**Exercise**: Copy from the decision-tree passage the part that opens with the words "Dispute resolution involves" and closes with "ego and emotion.".

**Reading text**:
# # # # #

Dispute resolution involves a series of decisions: Which lawyer
does the party engage? Which barrister? In which forum should the
claim be brought? Which witnesses should be called? And so the list
goes on. Whilst managing a dispute is very different from the
decision to build a new factory, or enter a new market, ultimately
entering into a dispute (or deciding whether to defend one’s
position) involves a number of strategic and tactical choices and
is essentially an investment decision: how much time, money and
effort am I prepared to invest to seek redress?

Whilst disputes are fundamentally a series of investment
decisions, the logic behind those decisions is often cloaked in and
clouded by ego and emotion.

In addition to the ego and emotion of the parties to the
dispute, it is important to remember that solicitors, barristers
and other professionals can also bring their egos and emotions into
the process. Even when ego and emotion are kept in check – and
despite all the talk of “early case assessment”- rarely
is a robust framework used to help structure these decisions and
communicate changes over time.

Decision trees are one tool that can provide such a framework
and structure.

What is a decision tree?

Decision trees are easy to follow, easily understood flow-chart
like diagrams which set out a visual, logical representation of the
possible outcomes of a series of related issues and decisions.
Their use as a decision-making tool in planning strategy makes them
ideal for use in dispute resolution.

The first question of the tree is the “root” or
“root node”, from which lines are drawn to represent each
potential option. If each option leads to a further question or
decision, then each option leads to an ‘internal node”,
until each choice or outcome has been considered, and culminates in
a final outcome or “leaf node”.


Decision trees in disputes

The first step in managing a dispute process is the
identification of the key issues driving the final outcome,
normally in terms of quantum. A great deal of value can be obtained
from this process alone: lawyers and clients need to have a
realistic assessment of the amount of money at stake at an early
stage of the process. Once each decision point and every potential
outcome has been identified and recorded, the likelihood and value
of each different event need to be estimated.


Our experience is that legal teams and their clients are often
sceptical, or at least nervous, of putting percentage chances
against different potential outcomes. However, they do –
perhaps subconsciously – tend to put things into one of five
different categories; Highly likely, Likely, 50/50, Unlikely and
Highly unlikely. These categories can be translated into chances
expressed as percentages.

Most lawyers would hesitate to say that anything in a dispute is
certain – a witness may have a bad day in the witness box,
new case law may emerge, or the judge or arbitrator may make an
error of law. So even something that is deemed ‘highly
likely’ should probably only have an 85%-90% chance applied to
it. Conversely, even something that is deemed “highly
unlikely’ is rarely considered as having absolutely no chance
of occurring, so perhaps can be considered a, say, 10% chance.

# # # # #

**Stored data**:
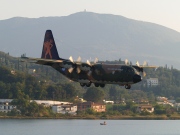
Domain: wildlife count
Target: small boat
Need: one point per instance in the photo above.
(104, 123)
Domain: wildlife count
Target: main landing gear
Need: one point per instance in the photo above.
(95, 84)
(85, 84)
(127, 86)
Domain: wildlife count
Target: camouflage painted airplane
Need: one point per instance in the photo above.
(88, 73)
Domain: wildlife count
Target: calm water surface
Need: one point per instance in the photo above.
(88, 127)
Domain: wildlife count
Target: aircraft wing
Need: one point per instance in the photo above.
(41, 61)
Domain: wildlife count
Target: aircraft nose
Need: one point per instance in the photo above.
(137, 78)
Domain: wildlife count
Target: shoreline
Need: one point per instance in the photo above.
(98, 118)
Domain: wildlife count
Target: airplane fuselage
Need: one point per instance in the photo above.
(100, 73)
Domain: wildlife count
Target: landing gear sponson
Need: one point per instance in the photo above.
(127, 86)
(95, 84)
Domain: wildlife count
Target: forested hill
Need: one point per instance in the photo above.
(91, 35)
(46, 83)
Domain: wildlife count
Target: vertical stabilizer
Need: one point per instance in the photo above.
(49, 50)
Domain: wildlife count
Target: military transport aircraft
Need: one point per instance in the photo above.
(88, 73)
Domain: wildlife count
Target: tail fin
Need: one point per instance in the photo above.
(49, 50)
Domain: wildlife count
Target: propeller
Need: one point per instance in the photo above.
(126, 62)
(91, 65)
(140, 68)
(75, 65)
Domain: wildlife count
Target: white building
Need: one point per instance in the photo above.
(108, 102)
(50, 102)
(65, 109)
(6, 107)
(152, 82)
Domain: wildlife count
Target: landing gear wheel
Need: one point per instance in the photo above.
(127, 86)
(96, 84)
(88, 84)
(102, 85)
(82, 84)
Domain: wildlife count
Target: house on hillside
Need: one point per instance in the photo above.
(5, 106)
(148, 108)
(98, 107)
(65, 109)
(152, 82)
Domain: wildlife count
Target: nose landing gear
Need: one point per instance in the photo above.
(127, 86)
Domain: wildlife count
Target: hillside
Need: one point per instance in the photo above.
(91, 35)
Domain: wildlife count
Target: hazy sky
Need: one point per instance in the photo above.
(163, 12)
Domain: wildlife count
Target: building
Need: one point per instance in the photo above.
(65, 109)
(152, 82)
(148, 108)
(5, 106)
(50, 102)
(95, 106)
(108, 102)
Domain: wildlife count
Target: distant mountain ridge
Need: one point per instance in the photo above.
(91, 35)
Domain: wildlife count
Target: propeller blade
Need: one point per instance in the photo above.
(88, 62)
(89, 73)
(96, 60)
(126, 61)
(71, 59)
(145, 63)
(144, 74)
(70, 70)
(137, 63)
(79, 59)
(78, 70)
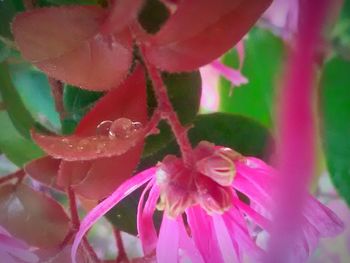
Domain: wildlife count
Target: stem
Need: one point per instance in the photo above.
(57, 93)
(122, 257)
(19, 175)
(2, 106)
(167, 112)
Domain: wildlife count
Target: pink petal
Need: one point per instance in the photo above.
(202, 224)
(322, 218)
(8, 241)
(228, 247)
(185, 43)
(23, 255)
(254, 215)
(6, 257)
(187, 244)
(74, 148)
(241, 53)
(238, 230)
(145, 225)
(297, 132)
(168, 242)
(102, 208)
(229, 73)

# # # # #

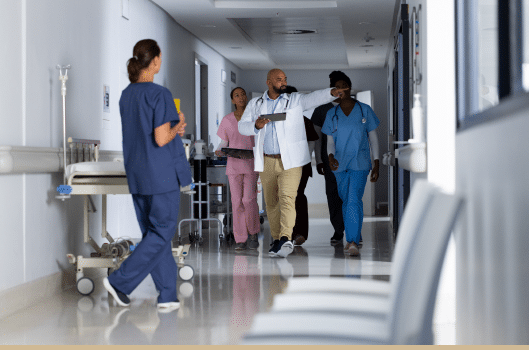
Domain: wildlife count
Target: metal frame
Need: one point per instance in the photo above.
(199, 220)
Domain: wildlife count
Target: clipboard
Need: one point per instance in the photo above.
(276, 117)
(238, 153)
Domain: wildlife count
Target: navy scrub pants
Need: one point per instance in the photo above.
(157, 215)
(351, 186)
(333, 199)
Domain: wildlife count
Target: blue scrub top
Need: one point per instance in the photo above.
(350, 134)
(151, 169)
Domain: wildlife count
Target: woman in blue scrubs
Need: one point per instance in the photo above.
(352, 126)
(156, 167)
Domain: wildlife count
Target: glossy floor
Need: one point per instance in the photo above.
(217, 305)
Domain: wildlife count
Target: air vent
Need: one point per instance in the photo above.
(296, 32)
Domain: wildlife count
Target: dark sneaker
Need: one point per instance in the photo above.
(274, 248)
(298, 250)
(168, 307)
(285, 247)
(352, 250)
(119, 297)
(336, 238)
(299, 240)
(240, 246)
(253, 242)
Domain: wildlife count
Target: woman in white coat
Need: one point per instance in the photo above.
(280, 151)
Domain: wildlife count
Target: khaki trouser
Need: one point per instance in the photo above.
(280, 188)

# # # # #

**Answer for this exercise**:
Dispute resolution involves a series of decisions: Which lawyer
does the party engage? Which barrister? In which forum should the
claim be brought? Which witnesses should be called? And so the list
goes on. Whilst managing a dispute is very different from the
decision to build a new factory, or enter a new market, ultimately
entering into a dispute (or deciding whether to defend one’s
position) involves a number of strategic and tactical choices and
is essentially an investment decision: how much time, money and
effort am I prepared to invest to seek redress?

Whilst disputes are fundamentally a series of investment
decisions, the logic behind those decisions is often cloaked in and
clouded by ego and emotion.